--- Records for this task ---

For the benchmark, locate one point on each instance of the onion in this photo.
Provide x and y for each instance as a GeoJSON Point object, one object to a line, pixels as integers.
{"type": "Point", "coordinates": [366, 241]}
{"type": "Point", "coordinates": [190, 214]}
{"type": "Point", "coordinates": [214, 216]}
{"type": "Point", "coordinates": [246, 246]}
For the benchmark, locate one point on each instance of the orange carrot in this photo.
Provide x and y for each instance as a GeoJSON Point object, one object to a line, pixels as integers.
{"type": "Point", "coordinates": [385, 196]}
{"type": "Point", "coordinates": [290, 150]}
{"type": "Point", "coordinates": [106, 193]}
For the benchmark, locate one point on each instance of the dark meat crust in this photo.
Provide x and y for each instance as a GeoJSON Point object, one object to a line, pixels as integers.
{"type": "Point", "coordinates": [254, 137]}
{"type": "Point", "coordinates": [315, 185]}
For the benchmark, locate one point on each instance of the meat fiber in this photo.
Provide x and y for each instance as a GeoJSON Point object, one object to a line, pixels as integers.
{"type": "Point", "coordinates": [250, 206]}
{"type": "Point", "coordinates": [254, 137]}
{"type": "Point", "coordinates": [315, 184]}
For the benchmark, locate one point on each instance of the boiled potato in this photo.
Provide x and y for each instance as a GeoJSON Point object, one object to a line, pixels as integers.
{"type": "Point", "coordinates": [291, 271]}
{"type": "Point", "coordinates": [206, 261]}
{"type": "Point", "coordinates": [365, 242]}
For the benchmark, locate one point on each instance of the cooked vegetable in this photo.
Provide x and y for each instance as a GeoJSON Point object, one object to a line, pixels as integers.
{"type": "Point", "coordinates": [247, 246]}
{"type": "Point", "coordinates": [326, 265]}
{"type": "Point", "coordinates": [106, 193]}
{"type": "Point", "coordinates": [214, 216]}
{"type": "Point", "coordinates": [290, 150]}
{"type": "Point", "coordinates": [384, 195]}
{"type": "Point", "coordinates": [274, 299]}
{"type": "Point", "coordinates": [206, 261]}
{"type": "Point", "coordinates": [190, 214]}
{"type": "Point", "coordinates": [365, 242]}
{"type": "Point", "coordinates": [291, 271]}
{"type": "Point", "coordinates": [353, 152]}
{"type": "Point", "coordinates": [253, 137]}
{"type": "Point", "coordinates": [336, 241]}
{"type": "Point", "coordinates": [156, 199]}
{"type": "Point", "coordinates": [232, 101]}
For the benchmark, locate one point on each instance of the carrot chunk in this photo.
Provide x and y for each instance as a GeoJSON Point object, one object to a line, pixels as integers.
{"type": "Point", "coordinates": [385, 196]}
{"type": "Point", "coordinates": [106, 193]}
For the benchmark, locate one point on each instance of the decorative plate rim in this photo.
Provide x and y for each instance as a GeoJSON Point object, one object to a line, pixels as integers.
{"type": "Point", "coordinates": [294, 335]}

---
--- Records for this task ---

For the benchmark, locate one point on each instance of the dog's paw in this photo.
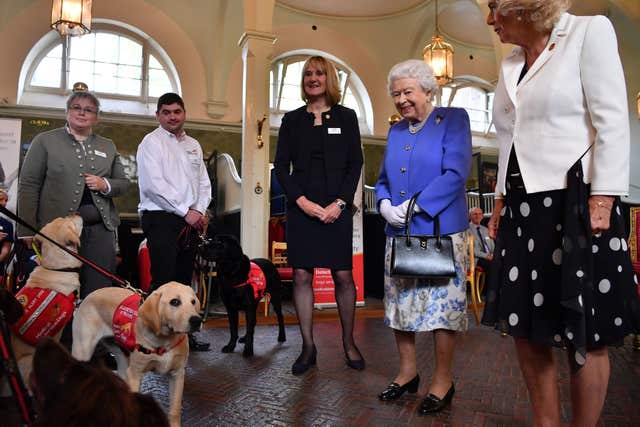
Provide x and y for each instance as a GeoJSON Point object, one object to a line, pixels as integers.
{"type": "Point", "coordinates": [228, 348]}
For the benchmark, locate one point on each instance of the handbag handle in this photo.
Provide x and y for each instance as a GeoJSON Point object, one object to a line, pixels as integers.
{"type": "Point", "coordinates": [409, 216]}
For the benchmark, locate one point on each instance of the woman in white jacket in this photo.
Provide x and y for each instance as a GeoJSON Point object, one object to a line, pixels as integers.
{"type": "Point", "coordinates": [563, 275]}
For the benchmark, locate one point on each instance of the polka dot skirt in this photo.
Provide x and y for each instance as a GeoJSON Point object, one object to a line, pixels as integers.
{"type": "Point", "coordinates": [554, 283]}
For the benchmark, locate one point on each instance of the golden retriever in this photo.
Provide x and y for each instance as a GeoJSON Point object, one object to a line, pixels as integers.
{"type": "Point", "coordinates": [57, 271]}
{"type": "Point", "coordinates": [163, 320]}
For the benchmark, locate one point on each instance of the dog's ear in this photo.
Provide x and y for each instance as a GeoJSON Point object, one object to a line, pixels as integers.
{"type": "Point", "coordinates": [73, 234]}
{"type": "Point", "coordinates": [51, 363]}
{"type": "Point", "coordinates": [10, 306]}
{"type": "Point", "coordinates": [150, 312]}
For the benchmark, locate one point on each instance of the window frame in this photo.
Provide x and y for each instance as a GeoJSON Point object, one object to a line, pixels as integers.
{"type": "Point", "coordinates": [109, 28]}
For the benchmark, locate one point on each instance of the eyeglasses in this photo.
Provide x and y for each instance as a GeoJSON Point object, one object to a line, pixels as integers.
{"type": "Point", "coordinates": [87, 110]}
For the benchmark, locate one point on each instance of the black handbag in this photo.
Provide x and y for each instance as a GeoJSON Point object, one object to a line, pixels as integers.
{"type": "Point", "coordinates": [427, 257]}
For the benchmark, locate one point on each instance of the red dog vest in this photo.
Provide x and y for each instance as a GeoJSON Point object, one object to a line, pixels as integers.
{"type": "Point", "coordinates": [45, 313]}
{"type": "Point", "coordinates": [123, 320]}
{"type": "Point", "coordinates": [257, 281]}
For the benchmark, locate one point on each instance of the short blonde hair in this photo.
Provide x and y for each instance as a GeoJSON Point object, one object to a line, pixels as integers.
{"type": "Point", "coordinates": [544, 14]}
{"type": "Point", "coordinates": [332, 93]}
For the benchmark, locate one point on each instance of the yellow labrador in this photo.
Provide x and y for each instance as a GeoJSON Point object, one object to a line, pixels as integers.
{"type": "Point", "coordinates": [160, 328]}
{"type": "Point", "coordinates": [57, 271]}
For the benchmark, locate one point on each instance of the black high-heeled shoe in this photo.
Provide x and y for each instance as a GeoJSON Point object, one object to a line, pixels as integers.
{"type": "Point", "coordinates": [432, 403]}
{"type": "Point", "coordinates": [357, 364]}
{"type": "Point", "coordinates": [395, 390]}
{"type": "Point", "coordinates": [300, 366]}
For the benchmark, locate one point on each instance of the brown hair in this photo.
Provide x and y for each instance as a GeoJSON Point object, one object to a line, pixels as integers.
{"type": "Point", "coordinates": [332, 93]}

---

• What you need to do:
Count the lines above that contain the word "carrot" and reply with only that number.

• Result:
2